WHAT THE TASK REQUIRES:
Please render the lines of the records from the one containing "Keypoint placement rule: for each instance of the wooden" through the end of the records as a JSON list of strings, one string per line, leaving out blank lines.

Position annotation records:
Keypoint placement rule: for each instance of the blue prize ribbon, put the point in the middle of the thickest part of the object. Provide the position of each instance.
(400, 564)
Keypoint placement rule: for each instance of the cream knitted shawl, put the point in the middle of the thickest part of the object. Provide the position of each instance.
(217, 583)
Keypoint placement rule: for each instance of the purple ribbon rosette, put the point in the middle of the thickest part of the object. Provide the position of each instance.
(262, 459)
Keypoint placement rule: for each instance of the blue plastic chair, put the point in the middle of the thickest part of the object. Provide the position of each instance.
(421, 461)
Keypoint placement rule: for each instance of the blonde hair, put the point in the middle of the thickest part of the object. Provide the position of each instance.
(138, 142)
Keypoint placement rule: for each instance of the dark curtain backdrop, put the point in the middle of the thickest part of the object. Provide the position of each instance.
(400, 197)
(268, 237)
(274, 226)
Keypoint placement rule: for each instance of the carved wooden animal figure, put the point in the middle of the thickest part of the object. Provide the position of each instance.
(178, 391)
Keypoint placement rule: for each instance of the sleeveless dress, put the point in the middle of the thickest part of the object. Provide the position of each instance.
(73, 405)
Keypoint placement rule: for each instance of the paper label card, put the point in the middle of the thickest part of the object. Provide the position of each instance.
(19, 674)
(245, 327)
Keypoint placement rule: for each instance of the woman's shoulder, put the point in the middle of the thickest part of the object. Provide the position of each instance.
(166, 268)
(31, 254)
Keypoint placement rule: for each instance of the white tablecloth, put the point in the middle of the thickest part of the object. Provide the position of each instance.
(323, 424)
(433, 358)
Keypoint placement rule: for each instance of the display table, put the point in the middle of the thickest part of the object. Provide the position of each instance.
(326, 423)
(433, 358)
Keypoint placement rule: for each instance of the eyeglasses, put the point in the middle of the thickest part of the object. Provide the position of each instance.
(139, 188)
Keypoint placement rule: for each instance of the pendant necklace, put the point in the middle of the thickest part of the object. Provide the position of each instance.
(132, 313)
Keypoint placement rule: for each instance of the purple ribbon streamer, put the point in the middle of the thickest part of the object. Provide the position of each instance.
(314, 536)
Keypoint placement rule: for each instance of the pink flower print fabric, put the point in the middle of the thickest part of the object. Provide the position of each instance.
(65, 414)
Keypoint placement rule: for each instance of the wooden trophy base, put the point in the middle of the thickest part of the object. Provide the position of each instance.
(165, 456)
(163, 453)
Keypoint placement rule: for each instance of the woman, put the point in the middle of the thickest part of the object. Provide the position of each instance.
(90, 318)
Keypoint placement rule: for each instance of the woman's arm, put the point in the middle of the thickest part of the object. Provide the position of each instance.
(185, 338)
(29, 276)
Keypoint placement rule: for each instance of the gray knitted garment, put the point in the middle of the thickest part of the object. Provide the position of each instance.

RESULT OF THE EXERCISE:
[
  "Keypoint placement rule: for each instance of the wooden trophy base, put the point in the middle of the thickest part of the object. Provide the position of each instance.",
  "(165, 456)",
  "(163, 453)",
  "Keypoint placement rule: for each instance of the woman, put the point in the middle of the thickest part of the object. Provide the position of each instance.",
  "(90, 318)",
  "Keypoint placement rule: for each instance of the woman's arm, put the point in the middle of the thickest part of the object. Provide the position of each instance.",
  "(185, 338)",
  "(29, 276)",
  "Keypoint placement rule: for each instance of the gray knitted garment, put the point in the middle of the thickest part of the object. Provide the position of each instance."
]